YOUR TASK
Reproduce the records exactly.

DATASET RECORDS

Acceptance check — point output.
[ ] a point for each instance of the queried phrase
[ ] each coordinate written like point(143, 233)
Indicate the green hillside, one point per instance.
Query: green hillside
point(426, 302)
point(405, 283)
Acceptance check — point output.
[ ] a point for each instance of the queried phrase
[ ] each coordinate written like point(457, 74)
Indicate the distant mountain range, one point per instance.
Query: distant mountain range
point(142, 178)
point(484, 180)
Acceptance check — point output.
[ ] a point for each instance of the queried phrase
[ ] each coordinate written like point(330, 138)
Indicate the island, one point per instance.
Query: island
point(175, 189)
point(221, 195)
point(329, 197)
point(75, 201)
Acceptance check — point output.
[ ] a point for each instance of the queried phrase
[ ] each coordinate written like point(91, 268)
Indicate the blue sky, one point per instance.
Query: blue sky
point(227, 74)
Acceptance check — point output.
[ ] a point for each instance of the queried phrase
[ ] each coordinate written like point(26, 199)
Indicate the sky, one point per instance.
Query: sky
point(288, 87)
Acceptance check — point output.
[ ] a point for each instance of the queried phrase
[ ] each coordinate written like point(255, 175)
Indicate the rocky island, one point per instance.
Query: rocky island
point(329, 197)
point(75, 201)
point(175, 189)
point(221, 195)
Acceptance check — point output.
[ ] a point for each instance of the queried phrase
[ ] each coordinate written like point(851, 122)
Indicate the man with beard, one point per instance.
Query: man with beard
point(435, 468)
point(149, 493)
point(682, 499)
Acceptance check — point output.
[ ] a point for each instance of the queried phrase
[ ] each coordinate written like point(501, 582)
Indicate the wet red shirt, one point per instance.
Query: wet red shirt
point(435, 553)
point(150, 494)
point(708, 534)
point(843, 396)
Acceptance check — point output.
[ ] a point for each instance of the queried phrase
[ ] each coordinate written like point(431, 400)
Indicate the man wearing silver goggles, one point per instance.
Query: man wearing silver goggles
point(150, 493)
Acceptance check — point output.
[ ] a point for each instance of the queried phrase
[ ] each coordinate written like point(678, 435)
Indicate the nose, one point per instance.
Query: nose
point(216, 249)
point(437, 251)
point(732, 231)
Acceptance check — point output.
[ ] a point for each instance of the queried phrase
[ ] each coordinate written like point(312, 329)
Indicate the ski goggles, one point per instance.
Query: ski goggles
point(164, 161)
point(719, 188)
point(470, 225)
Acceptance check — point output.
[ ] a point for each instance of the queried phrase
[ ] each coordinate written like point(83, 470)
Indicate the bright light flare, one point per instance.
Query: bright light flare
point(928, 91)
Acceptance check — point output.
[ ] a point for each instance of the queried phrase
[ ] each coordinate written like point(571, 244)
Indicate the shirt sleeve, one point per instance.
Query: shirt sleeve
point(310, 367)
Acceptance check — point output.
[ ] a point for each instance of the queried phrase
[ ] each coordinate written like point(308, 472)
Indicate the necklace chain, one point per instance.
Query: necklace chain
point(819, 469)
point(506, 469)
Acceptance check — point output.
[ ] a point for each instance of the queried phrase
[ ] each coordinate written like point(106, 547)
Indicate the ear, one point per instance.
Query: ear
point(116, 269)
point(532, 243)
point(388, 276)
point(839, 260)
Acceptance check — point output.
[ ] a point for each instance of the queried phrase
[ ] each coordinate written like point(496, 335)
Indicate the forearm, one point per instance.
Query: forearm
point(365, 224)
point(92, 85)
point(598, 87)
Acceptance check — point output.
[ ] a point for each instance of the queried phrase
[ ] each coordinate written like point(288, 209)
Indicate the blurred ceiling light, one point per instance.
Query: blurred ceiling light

ANSWER
Acceptance check — point output.
[ ] a point for each instance of the queried phrase
[ ] each coordinate written like point(143, 233)
Indicate the green hillside, one point per instance.
Query: green hillside
point(426, 302)
point(405, 283)
Acceptance check — point output.
[ ] a point for each instance of the queried phrase
[ ] each coordinate written like point(457, 74)
Indicate the distant mountain range, one point per instance.
Query: distant mountain range
point(142, 178)
point(484, 180)
Acceptance check — point output.
[ ] a point for each instance of the queried phrase
[ ] each coordinate written like point(330, 138)
Indicate the island, one point per instance.
Query: island
point(175, 189)
point(221, 195)
point(329, 197)
point(75, 201)
Acceptance check — point output.
[ ] a point for each instance of the queried phrase
[ ] each coordinate written like point(91, 268)
Indicate the blue sky, one point per instance.
Query: blue sky
point(227, 74)
Acceptance check — point output.
[ ] a point for each instance of the queried phrase
[ ] each coordinate written like point(26, 199)
Indicate the sky, one point per instance.
Query: sky
point(288, 87)
Acceptance check — point output.
[ ] a point for each instance of the queried phrase
[ ] each coordinate written like point(255, 175)
Indicate the rocky island, one point per instance.
Query: rocky island
point(329, 197)
point(75, 201)
point(175, 189)
point(221, 195)
Acceptance check — point output.
[ ] a point for each instance of the queried phrase
[ ] each coordinate written like point(851, 122)
Indicate the man with beard, one point per instance.
Query: man with beard
point(435, 468)
point(149, 493)
point(682, 499)
Acceptance check — point output.
[ ] a point for each instance of the queried phrase
[ ] each coordinate written like point(501, 582)
Indicate the wet red shirt, one point per instance.
Query: wet red shirt
point(435, 553)
point(150, 494)
point(708, 534)
point(843, 396)
Acceptance check — point output.
[ ] a point for each instance of the queried phrase
[ ] each coordinate written like point(431, 400)
Indicate the man wearing silver goggles, one point per instance.
Query: man wearing silver goggles
point(150, 493)
Acceptance check — point output.
[ ] a point for each instance of the queried phrase
[ ] each coordinate written like point(678, 435)
Indicate the nose, one point per instance.
Query: nose
point(216, 249)
point(437, 251)
point(732, 231)
Acceptance check — point output.
[ ] a point for each instance of the queried phrase
[ ] each coordinate written like point(312, 329)
Indicate the ski goggles, one point per instance.
Query: ski goggles
point(164, 161)
point(719, 188)
point(470, 225)
Acceptance check — point output.
[ ] a point for each instance of the queried phrase
[ ] each coordinate written like point(83, 470)
Indicate the bright light flare, one point per instance.
Query: bright light flare
point(928, 91)
Acceptance check — point output.
[ ] a point for each instance of the queried phrase
[ ] each coordinate written like point(571, 244)
Indicate the shirt sleeve, one point per instance.
Query: shirt sleeve
point(310, 367)
Acceptance check — point output.
[ ] a point for each instance of the queried phrase
[ ] each coordinate written like point(308, 472)
Indicate the necklace chain, one point per instance.
Query: necklace chain
point(819, 469)
point(506, 469)
Acceptance check — point output.
[ ] a point for each instance of the queried phrase
[ ] each coordinate written like point(106, 547)
Indicate the ear, one point per instance.
Query: ear
point(116, 269)
point(532, 243)
point(388, 276)
point(839, 260)
Acceptance check — point output.
[ ] a point for each instance of the queried phrase
[ ] each coordinate written like point(496, 335)
Indicate the forearm, one point per instance.
Query: forearm
point(365, 224)
point(92, 85)
point(598, 87)
Acceptance check — point output.
[ ] a point for each instance of the queried phrase
[ ] each coordinate written like point(288, 209)
Indicate the blurred ceiling light, one point per instance.
Query: blurred ceiling light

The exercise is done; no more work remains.